WHAT THE EXERCISE ASKS:
Could you edit the listing below so that every "Target" becomes "Label" and nothing else changes?

-- Start --

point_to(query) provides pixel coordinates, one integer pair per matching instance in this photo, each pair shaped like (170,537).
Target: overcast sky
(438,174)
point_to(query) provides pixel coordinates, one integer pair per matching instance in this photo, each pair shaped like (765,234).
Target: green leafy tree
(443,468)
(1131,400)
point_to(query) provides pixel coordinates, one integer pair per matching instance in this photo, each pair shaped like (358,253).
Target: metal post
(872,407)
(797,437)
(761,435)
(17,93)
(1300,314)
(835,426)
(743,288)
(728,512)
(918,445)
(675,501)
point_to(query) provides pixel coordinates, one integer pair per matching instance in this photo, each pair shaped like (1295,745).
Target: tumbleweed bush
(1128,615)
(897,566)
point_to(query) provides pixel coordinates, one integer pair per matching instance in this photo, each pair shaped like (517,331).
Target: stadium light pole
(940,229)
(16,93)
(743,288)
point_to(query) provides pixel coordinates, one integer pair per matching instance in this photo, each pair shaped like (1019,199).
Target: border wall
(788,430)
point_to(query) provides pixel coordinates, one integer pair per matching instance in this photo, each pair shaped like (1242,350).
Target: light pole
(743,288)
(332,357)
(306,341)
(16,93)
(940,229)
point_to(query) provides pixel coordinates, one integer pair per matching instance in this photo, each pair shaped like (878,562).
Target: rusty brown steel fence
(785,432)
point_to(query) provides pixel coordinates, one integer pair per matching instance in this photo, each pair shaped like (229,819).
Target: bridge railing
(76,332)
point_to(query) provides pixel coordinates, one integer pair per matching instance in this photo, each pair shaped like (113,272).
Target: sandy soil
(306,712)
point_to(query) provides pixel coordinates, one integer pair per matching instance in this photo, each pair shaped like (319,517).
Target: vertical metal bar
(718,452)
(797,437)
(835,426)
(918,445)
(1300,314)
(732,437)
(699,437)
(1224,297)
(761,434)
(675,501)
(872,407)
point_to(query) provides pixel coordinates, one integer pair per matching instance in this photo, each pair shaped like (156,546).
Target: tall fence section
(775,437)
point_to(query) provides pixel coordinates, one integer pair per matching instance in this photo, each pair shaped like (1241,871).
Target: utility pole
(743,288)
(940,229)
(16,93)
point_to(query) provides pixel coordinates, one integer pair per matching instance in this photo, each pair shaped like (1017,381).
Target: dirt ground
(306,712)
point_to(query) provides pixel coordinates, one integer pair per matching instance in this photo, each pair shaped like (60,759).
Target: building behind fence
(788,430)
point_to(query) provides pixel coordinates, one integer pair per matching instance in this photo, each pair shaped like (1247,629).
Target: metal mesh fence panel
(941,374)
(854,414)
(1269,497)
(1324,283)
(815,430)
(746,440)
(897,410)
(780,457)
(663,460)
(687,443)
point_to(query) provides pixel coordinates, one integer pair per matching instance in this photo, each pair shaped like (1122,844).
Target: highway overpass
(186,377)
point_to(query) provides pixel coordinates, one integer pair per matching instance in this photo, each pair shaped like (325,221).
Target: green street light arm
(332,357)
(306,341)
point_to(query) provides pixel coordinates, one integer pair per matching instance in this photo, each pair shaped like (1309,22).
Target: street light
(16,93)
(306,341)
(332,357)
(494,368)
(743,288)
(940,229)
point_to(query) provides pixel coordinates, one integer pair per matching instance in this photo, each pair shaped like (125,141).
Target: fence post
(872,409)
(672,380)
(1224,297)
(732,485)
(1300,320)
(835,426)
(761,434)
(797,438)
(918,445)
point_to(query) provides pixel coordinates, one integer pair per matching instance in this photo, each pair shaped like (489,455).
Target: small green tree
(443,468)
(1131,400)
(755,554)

-- End --

OUTPUT OF THE TASK:
point_to(query) provides pixel coordinates, one integer pair per matching instance in this photo, each pair shaped like (170,537).
Label: overcast sky
(438,174)
point_to(query) provides pixel coordinates, one integer pair per matching instance in this photo, each pair shaped like (765,234).
Label: green leafy tree
(443,468)
(1131,400)
point_to(query) provides pixel coordinates, one integer pair per matching instance in this photo, each pair shaped like (358,253).
Label: metal post
(872,407)
(797,437)
(761,435)
(17,93)
(1300,314)
(835,426)
(743,288)
(728,512)
(918,445)
(675,501)
point_to(query) provides pixel coordinates, one integer pair per matching instance in this photo, each pair shaped like (1295,745).
Label: tumbleweed bush
(1128,615)
(897,566)
point_to(query) provides pixel coordinates, one integer pair per matching instance in this photo, each pair shaped like (517,331).
Label: stadium light pole
(940,229)
(16,93)
(743,288)
point_to(query) provides pixel coordinates, one integer pair per matching instance in this photo, each pair shaped like (1019,199).
Label: border wall
(788,430)
point_to(query) provides pixel coordinates, one integer pair per matching instance in this photo, each pair shaped like (1242,350).
Label: light pole
(743,288)
(332,357)
(306,341)
(16,93)
(940,229)
point_to(query) provides pixel coordinates, one integer pair per matching instance in this photo, each pair shaped like (878,562).
Label: rusty brown steel fence
(785,432)
point_to(query) provides pixel coordinates, one integer pair per matching instance in this photo, each pair shaped like (229,819).
Label: bridge railing
(76,332)
point_to(query) provides pixel coordinates, one integer pair per matching instance in this photo, each pair shaped like (113,272).
Label: sandy soil
(306,712)
point_to(query) provides pixel coordinates, one integer pair per matching instance in this photo, each pair shaped like (319,517).
Label: vertical metal bar
(718,452)
(797,437)
(835,426)
(918,445)
(1300,314)
(732,437)
(699,437)
(1224,297)
(761,434)
(675,501)
(872,407)
point_to(query) provides pixel coordinates, one integer pair per matching instance in this photo, each pair shaped like (156,546).
Label: tall fence section
(775,437)
point_to(query) provides pixel coordinates, one integer pair per matching instance in this photo, each pair shaped like (1241,871).
Label: utility pole
(743,288)
(940,229)
(16,93)
point_to(query) provides pixel coordinates, one integer pair per matching instance in this photo, each pair shaped like (1017,381).
Label: dirt ground
(306,712)
point_to(query) provides pixel coordinates, one integer pair per matching instance in this photo, each pair shaped like (60,759).
Label: building behind fence
(788,430)
point_to(query) provides pixel coordinates, one integer pair per matching instance in this photo, each pair shaped like (1247,629).
Label: metal mesh fence panel
(941,374)
(854,414)
(1269,497)
(1324,283)
(815,430)
(746,440)
(897,410)
(780,457)
(663,460)
(687,443)
point_to(query) provides pixel coordinates, one integer pair per matching instance in this photo, each pair shaped like (1122,844).
Label: highway overpass
(186,377)
point_to(query) provides pixel coordinates, one integer pair per matching instance in this photo, each pair shaped like (325,221).
Label: green street light arm
(332,357)
(306,341)
point_to(query) provides pixel coordinates, one integer pair per matching instance in this photo, each pair shaped like (1309,22).
Label: street light
(16,93)
(306,341)
(332,357)
(494,368)
(743,288)
(940,229)
point_to(query) provides pixel coordinates, one integer pair per matching instance in this photo, each pair shaped like (125,141).
Label: fence post
(872,409)
(672,380)
(1224,297)
(732,485)
(1300,320)
(835,426)
(761,434)
(797,438)
(918,445)
point_to(query) provides pixel coordinates, one integer pair per matching instance in this photo, each pair shaped like (489,455).
Label: small green tree
(443,468)
(1131,400)
(755,554)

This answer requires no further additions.